= Task instructions =
Use the essay on audio books below to answer these:
(a) Which Jane Austen novel did the writer choose for the audio book experiment?
(b) Whose recorded voice is the reason the writer listens to Long Nights in the car?
(c) On whose birthday was the writer's daughter born?

= Document segment =
■ ■ ■
(Don’t) Listen to Me

Call me old-fashioned but I can’t get my ear around audio books. Truth is, until yesterday I had never really given it a chance. When I was forced to explain what I thought about it (“I just don’t like it” wasn’t enough), I thought to leave prejudice aside and give an honest listen. For all these quick experiments I am always grateful to the people at Project Gutenberg, they do make it look easy. So I picked out Jane Austen’s Emma to lose my written-word religion. Curiosity only took me past the first two minutes and my thoughts about audio books remained the same before and after the experiment.

Listening, like reading, requires active participation of your senses if you wish to assimilate the true beauty of the work. While music enhances mundane activities like driving by providing background joy, I do not expect the same to happen with background recitation of my favorite books. The most significant difference between the two is that I’m listening to Long Nights in my car because Eddie Vedder recorded his masterful voice for my listening pleasure. Marcel Proust, on the other hand, spent hours writing In Search of Lost Time so that I could spend hours (realistically half a year and counting) reading him off the translated pages. Even if Proust had recorded a reading of his work, the audio version of his books would have been a wonderful accompaniment to my copies of the seven volumes and not my sole experience of them.

Lovers of audio books vouch for the simplicity of improving their weekly average and being able to complete more books than they could imagine doing by taking the time to read. “I listen while I cook”, a lady remarked while marveling at the ease of finishing nearly two books a week. Is it just me or are speed statistics the worst way to go about devouring books. Many books I’ve loved are imprinted in my mind not only because of the worlds they held but also my memory of life around the time I was reading them. How can I ever forget that after attempting to read War and Peace for years, I finally read it from beginning to end over three months when my little girl had begun to kick around in my belly? Then she popped out two days too soon on Tolstoy’s birthday. Oh the miracles of birth and a few good words.
■ ■ ■
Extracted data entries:
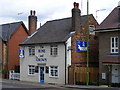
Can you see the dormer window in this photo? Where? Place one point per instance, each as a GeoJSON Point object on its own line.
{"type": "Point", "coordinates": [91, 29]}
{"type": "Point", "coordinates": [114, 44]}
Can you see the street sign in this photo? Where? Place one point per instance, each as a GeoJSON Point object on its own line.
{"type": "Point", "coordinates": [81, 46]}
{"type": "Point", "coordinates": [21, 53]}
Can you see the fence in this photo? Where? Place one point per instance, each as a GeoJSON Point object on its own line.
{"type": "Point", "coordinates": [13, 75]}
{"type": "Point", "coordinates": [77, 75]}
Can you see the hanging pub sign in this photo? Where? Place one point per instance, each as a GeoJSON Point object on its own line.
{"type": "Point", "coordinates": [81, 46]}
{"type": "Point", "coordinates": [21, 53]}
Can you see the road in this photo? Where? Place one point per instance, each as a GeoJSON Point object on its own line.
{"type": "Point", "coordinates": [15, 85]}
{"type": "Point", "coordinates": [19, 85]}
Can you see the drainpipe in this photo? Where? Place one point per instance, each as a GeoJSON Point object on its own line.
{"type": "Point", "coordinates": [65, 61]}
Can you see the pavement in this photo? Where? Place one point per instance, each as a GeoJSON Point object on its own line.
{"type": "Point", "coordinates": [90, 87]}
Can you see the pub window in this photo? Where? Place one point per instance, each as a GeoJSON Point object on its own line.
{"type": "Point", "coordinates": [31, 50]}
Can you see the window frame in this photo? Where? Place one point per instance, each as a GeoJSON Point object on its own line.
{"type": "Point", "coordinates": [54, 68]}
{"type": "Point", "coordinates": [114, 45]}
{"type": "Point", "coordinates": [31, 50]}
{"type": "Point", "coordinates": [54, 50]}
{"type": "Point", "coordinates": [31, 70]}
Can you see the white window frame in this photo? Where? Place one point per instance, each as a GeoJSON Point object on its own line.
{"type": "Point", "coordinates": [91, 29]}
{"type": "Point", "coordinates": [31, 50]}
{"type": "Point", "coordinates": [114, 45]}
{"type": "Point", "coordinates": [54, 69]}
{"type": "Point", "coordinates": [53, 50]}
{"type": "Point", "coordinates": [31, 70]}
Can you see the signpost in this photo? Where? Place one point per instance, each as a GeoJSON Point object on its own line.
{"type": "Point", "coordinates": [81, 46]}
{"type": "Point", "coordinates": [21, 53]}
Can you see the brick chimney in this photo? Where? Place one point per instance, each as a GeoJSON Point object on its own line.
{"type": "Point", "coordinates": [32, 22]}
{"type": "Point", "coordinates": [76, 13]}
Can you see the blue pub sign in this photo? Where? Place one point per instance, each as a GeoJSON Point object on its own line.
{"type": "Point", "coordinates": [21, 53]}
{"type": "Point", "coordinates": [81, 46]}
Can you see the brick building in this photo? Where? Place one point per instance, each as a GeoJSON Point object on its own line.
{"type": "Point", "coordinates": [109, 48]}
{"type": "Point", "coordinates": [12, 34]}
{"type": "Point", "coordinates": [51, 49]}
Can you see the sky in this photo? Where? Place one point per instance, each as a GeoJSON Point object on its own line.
■ ■ ■
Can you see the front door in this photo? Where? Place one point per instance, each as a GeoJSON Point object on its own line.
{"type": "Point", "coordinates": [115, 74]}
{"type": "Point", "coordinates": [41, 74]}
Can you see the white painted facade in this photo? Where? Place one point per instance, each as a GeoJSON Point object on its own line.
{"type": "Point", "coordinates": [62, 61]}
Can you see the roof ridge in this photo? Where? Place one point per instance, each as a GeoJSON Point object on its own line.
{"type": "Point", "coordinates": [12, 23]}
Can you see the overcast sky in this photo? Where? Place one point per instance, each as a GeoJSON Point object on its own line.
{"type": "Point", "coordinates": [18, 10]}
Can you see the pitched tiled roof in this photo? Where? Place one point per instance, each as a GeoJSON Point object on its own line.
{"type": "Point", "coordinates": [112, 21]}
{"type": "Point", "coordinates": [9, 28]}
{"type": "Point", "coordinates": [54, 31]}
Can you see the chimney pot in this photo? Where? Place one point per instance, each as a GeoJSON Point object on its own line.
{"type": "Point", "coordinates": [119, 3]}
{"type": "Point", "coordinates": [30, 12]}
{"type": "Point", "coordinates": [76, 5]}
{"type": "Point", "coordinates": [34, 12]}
■ ■ ■
= Complete answer =
(a) Emma
(b) Eddie Vedder's
(c) Tolstoy's